#### [Problems]
1. Answer these questions from the tokenization excerpt, one line each, marked (a), (b), (c):
(a) Which words does the STOP_WORDS constant contain?
(b) What list of terms does "The Lord of the Rings: The Two Towers" become?
(c) What happens if wasn't is normalized to wasnt during indexing but not when processing queries?
2. Summarize the tokenization excerpt in two sentences.
3. Continue the excerpt on tokenization for search indexing from its last sentence.

Let's take the documents from our example above and talk a little about indexing.

let documents = vec![
    "The Lord of the Rings: The Fellowship of the Ring",
    "The Lord of the Rings: The Two Towers",
    "The Lord of the Rings: The Return of the King",
    "Star Wars: Episode VI - Return of the Jedi",
];

Tokenization

An important part of indexing is tokenization.

Tokenization breaks the text into individual search "units" (usually called tokens), and normalizes each token for a consistent search experience.

This normalization could include operations like:

For the purposes of this article, we'll just look at the first few of these, but the other normalization techniques can make your simple search much more effective.

One of the most important aspects of tokenization is keeping consistency between indexing and querying. If you handle punctuation during indexing but not at query-time, you'll create mismatches.

For example, if you normalize wasn't -> wasnt during indexing, but you don't do the same when processing queries, then searching for "wasn't" won't match the term in the index.

Given the importance here, we can add a simple tokenization function to our implementation:

type Term = String;
 
const STOP_WORDS: &[&str] = &["the", "of"];
 
fn tokenize(text: &str) -> Vec<Term> {
    text.trim()
        .to_lowercase()
        .chars()
        .map(|c| if c.is_alphanumeric() { c } else { ' ' })
        .collect::<String>()
        .split_whitespace()
        .filter(|token| !STOP_WORDS.contains(token))
        .map(|token| token.to_string())
        .collect()
}

Here we're applying the following normalization techniques:

  • Mapping everything to lowercase
  • Removing non-alphanumeric characters
  • Dropping stop words
  • Splitting into tokens / terms

This will transform our documents into the following:

The Lord of the Rings: The Fellowship of the Ring -> ["lord", "rings", "fellowship", "ring"]
The Lord of the Rings: The Two Towers -> ["lord", "rings", "two", "towers"]
The Lord of the Rings: The Return of the King -> ["lord", "rings", "return", "king"]
Star Wars: Episode VI - Return of the Jedi -> ["star", "wars", "episode", "vi", "return", "jedi"]

Tokenization can actually be a tricky problem, and your implementation may want to hand certain characters in different ways (i.e. should a dash be removed, or converted to a space?). There are also a lot of edge-cases with tokenization, so sometimes it's best to use a more well-prescribed library.

#### [Records supplied]
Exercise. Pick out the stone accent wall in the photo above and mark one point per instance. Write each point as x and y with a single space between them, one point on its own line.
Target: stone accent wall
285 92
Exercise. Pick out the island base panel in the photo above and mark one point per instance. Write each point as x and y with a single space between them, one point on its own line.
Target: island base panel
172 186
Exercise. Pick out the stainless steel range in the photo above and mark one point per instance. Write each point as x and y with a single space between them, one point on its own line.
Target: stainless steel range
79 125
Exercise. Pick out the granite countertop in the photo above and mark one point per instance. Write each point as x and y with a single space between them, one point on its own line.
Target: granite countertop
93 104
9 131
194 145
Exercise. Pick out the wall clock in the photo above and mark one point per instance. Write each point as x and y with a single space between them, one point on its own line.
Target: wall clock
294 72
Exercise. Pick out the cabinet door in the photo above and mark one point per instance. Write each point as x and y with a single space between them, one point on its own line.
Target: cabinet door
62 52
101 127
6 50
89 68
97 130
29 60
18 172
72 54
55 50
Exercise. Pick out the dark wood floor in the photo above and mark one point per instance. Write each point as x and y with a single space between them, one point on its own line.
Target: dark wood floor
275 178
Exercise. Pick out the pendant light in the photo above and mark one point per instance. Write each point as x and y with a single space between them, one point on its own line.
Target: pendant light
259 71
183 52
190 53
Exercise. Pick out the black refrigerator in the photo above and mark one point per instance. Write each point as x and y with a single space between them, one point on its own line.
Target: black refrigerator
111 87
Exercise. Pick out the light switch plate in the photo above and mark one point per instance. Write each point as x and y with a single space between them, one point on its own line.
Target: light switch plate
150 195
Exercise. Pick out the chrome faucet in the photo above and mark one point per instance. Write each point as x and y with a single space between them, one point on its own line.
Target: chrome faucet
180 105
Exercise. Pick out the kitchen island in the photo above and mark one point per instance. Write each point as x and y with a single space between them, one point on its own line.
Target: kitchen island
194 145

#### [Answers to the exercise]
1.
(a) "the" and "of"
(b) ["lord", "rings", "two", "towers"]
(c) A search for "wasn't" won't match the term in the index.

2. Tokenization is an important part of indexing that breaks text into tokens and normalizes each one, and the same handling must be applied during indexing and at query time to avoid mismatches. The Rust tokenize function shown lowercases the text, removes non-alphanumeric characters, drops stop words, and splits the text into terms, though tokenization has many edge cases and a well-prescribed library is sometimes the better choice.

3.
Writing to the index

With proper tokenization now in place, we can modify our implementation and write the documents to our index:

impl InvertedIndex {
    fn new() -> Self {
        Self {
            dictionary: BTreeMap::new(),
            term_frequencies: HashMap::new(),
            document_count: 0,
        }
    }
 
    fn build(documents: &[&str]) -> Self {
        let mut inverted_index = Self::new();
        for (document_id, document) in documents.iter().enumerate() {
            inverted_index.insert_document((document_id + 1) as u32, document); // add 1 to follow along with examples
        }
 
        inverted_index
    }
 
    fn insert_document(&mut self, document_id: DocumentId, text: &str) {
        let terms = tokenize(text);
 
        let mut term_frequencies: HashMap<Term, usize> = HashMap::with_capacity(terms.len());
        for term in terms {
            *term_frequencies.entry(term.clone()).or_default() += 1;
        }
        for unique_term in term_frequencies.keys() {
            self.dictionary
                .entry(unique_term.clone())
                .or_default()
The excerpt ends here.